--- begin STORED DATA ---

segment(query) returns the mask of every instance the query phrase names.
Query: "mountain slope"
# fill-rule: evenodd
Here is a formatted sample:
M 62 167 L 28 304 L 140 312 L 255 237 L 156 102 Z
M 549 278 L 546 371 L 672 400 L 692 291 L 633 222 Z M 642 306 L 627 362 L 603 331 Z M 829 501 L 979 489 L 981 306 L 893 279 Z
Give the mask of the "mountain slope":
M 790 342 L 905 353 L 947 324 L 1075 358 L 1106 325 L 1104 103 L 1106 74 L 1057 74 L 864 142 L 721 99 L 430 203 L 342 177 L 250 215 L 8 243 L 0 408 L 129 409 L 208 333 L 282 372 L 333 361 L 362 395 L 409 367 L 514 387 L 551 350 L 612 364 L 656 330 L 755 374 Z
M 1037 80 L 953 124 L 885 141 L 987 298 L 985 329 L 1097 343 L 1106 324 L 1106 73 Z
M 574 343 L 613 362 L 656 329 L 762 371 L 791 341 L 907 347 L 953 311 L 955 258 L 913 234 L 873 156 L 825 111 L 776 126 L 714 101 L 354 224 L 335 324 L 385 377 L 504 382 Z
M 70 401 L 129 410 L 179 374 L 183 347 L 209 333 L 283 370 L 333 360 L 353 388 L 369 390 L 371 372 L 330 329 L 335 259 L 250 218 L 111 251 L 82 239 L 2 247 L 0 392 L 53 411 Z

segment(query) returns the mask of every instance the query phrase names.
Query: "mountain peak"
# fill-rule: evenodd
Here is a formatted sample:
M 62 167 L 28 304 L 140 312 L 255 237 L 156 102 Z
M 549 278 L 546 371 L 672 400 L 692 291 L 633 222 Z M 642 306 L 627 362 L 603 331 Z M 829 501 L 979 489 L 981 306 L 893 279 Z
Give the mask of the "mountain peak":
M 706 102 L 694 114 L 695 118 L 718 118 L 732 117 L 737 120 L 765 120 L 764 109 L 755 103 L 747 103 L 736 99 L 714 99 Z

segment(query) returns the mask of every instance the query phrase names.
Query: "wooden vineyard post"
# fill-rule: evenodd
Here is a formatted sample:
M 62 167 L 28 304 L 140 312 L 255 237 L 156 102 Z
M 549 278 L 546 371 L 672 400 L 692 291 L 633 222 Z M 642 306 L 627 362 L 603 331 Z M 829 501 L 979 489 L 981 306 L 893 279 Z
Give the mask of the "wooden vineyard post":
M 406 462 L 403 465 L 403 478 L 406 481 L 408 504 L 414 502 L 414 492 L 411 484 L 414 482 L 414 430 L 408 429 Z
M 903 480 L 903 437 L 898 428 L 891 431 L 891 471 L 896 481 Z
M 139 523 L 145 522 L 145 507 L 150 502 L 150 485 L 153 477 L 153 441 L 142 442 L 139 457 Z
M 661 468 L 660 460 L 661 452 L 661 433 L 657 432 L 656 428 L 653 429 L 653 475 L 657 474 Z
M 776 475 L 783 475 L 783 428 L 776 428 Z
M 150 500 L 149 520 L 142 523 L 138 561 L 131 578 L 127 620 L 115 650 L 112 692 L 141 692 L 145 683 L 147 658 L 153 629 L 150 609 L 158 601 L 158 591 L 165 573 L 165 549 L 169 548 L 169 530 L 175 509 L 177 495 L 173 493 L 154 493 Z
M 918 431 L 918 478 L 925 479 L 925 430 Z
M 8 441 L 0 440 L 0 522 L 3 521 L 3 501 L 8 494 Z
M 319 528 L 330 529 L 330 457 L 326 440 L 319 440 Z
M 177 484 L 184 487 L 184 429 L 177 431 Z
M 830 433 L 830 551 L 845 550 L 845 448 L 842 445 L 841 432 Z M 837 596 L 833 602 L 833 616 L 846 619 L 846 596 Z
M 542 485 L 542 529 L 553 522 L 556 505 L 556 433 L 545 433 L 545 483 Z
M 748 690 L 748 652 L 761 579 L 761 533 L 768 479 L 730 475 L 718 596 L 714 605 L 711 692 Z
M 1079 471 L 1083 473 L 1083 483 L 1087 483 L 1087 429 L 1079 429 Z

--- end STORED DATA ---

EXERCISE BRIEF —
Report each line above that contains the word "mountain", copying every such line in full.

RESULT OF THIS TASK —
Query: "mountain slope"
Give the mask of the "mountain slope":
Query: "mountain peak"
Give the mask of the "mountain peak":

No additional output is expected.